Direction 1 →
From the thread on regular expression search, reproduce the passage word for word, beginning at the words "Thu Dec 15 09:24:24" and stopping after "- not good.".

* BEGIN Passage *

[xquery-talk] Regular Expression search

Thu Dec 15 09:24:24 PST 2005

John Snelson wrote:

> Martin Probst wrote:
> 
>> be careful with expressions like //*[matches(. "...")]. Because
>> regular expressions can be _very_ complex it's impossible to speed
>> this query up by an index, so you'll be matching the RegExp over
>> each node in the document - not good.
> 
> It's not impossible - although I don't know of any XML database that
>  does use indexes for regular expressions at the moment.
> 
> John

Hey John,

MarkLogic actually uses indexes for wildcard queries.  For example, the 
original poster's questions about finding things starting with 
"MyNameIs" could be solved efficiently using a query like this:

//(subTagA|subTagB)[starts-with(., "MyNameIs")]

That should execute efficiently against a large data set if the 
character indexes are enabled.  If the poster instead wanted any word 
token to start with that sequence of characters (rather than the element 
itself), he could use the MarkLogic function cts:contains() and the * 
wildcard:

//(subTagA|subTagB)[cts:contains(., "MyNameIs*")]

The cts:* functions operate on tokens rather than simple character 
sequences, providing search engine style features.  You can see the 
difference in the previously discussed query to find the token "Name".

* END Passage *
* BEGIN Records shown *

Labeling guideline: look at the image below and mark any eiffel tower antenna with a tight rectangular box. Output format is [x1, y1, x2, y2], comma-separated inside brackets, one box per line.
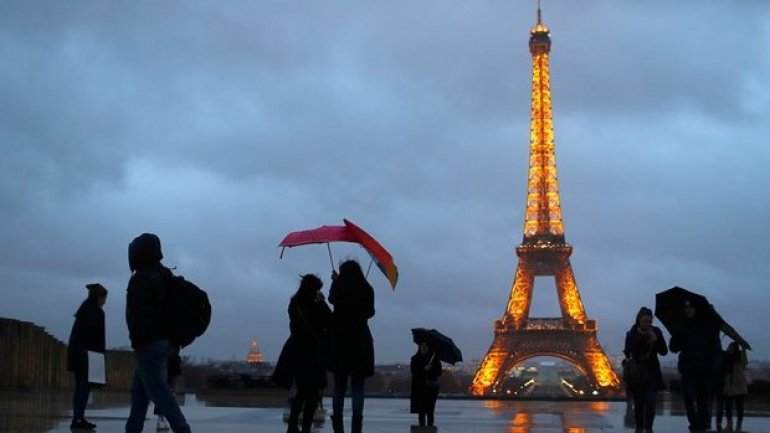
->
[537, 0, 543, 24]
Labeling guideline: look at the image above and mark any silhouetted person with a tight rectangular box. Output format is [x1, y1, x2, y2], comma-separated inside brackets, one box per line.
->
[723, 342, 749, 431]
[274, 274, 332, 433]
[669, 301, 750, 431]
[409, 343, 441, 427]
[329, 260, 374, 433]
[126, 233, 190, 433]
[623, 307, 668, 432]
[67, 283, 107, 429]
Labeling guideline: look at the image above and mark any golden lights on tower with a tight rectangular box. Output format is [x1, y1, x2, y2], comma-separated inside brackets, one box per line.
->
[464, 7, 620, 395]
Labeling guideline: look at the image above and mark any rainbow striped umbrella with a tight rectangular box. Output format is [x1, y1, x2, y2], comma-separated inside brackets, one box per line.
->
[278, 219, 398, 290]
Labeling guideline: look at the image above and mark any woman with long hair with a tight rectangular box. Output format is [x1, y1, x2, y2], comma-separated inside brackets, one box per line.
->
[67, 283, 107, 429]
[273, 274, 332, 433]
[329, 260, 374, 433]
[724, 341, 749, 431]
[623, 307, 668, 433]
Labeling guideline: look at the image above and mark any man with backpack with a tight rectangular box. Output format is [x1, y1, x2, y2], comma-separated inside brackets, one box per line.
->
[126, 233, 200, 433]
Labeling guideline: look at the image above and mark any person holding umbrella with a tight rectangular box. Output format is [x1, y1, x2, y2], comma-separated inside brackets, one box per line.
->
[655, 287, 751, 431]
[409, 341, 441, 427]
[623, 307, 668, 432]
[329, 260, 374, 433]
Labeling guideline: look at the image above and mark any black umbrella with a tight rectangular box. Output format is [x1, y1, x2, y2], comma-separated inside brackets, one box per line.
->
[412, 328, 463, 364]
[655, 287, 722, 335]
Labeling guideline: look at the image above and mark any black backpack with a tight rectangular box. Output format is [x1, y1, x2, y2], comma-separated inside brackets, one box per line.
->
[168, 276, 211, 347]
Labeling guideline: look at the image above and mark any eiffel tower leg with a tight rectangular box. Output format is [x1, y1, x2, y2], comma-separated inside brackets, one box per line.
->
[471, 330, 512, 395]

* END Records shown *

Direction 2 →
In the rows, start at the line that contains "Labeling guideline: look at the image above and mark any person" and continue through the end of the rows. Write out every line again, keeping the labeling guidelines, and add 38 to each coordinate in the boxes.

Task response 1 →
Thu Dec 15 09:24:24 PST 2005

John Snelson wrote:

> Martin Probst wrote:
> 
>> be careful with expressions like //*[matches(. "...")]. Because
>> regular expressions can be _very_ complex it's impossible to speed
>> this query up by an index, so you'll be matching the RegExp over
>> each node in the document - not good.

Task response 2 →
Labeling guideline: look at the image above and mark any person holding umbrella with a tight rectangular box. Output format is [x1, y1, x2, y2], comma-separated inside brackets, one box per line.
->
[693, 325, 789, 469]
[447, 379, 479, 465]
[661, 345, 706, 470]
[367, 298, 412, 471]
Labeling guideline: look at the image above and mark any black umbrella with a tight rectangular box. Output format is [x1, y1, x2, y2], comma-separated inside brackets, one box per line.
->
[450, 366, 501, 402]
[693, 325, 760, 373]
Labeling guideline: look at the image above and mark any black backpack with a tight rectangular box. Output format is [x1, y1, x2, y2], comma-separated inside brackets, one box per line.
->
[206, 314, 249, 385]
Labeling guideline: look at the image above and mark any eiffel tower leg with a tight rectangular box. Output format is [x1, y1, x2, y2], comma-separated inside brackets, one box per line.
->
[509, 368, 550, 433]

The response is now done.